Print the entries below in their entirety, exactly as they are written.

Part of a data file
::::::::

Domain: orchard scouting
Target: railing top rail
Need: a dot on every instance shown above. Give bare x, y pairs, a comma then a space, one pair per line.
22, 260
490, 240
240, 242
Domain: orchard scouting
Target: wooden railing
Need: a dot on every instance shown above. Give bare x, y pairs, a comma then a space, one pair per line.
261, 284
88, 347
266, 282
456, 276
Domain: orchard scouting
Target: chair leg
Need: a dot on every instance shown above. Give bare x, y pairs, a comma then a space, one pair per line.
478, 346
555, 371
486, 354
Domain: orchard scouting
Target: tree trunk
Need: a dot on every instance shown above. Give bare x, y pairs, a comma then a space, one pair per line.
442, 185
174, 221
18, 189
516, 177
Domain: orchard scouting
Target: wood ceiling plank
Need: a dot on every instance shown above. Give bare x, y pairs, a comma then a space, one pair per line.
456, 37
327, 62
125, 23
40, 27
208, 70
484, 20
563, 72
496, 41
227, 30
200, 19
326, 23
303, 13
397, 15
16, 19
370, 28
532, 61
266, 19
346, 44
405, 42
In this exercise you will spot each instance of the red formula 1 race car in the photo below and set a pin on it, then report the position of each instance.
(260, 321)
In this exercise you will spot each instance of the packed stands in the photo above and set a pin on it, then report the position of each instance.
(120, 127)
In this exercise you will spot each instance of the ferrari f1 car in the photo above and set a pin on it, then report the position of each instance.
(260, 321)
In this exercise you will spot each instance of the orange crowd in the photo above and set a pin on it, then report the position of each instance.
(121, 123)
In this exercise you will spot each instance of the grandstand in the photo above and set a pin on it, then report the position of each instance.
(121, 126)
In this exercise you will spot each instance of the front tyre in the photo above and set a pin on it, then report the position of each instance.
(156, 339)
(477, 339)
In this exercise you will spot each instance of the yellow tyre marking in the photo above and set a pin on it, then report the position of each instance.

::::::::

TASK RESULT:
Domain: orchard scouting
Target: railing top rail
Need: a dot on every instance shown above. Give bare x, y pairs, a comma then a space, one pair per line.
22, 260
490, 240
240, 242
Domain: orchard scouting
Target: wooden railing
Need: a dot on every instance shown above. Give bare x, y pairs, a comma then a space, one pair per line.
261, 284
88, 347
266, 282
456, 276
Domain: orchard scouting
Target: chair leg
Need: a dot on every instance shown above. Give bare x, y pairs, a comma then a space, one pair per line.
478, 346
555, 371
486, 354
Domain: orchard scouting
Target: tree trunk
Need: a dot on every instance shown above. Give bare x, y pairs, a comma then a space, one pair per line.
442, 185
174, 221
18, 189
516, 177
Domain: orchard scouting
Target: wood ceiling plank
Need: a dot on every instance shown above. Give bare x, y pairs, a comma then a space, one pair per line.
456, 37
327, 62
125, 23
40, 27
208, 70
484, 20
563, 72
496, 41
227, 30
200, 19
326, 23
303, 13
397, 15
16, 19
370, 28
532, 61
266, 19
346, 44
405, 42
In this exercise you will spot each instance of the red formula 1 race car in the photo below and set a pin on it, then report the position of each instance.
(260, 321)
In this exercise you will spot each instance of the packed stands in the photo above and set a pin on it, then report the position of each instance.
(120, 127)
In this exercise you will spot each instance of the ferrari f1 car in the photo above and set a pin on it, then report the position of each instance.
(260, 321)
In this exercise you will spot each instance of the orange crowd in the photo above and set a pin on it, then report the position of each instance.
(121, 123)
In this exercise you will spot each instance of the grandstand in the photo above and set a pin on it, then report the position of each instance.
(121, 126)
In this exercise you will spot each instance of the front tyre in the photo above and set a pin on it, then report the position of each instance.
(156, 339)
(477, 339)
In this exercise you will spot each instance of the yellow tyre marking in the photo above and set a pin on it, then report the position of each instance.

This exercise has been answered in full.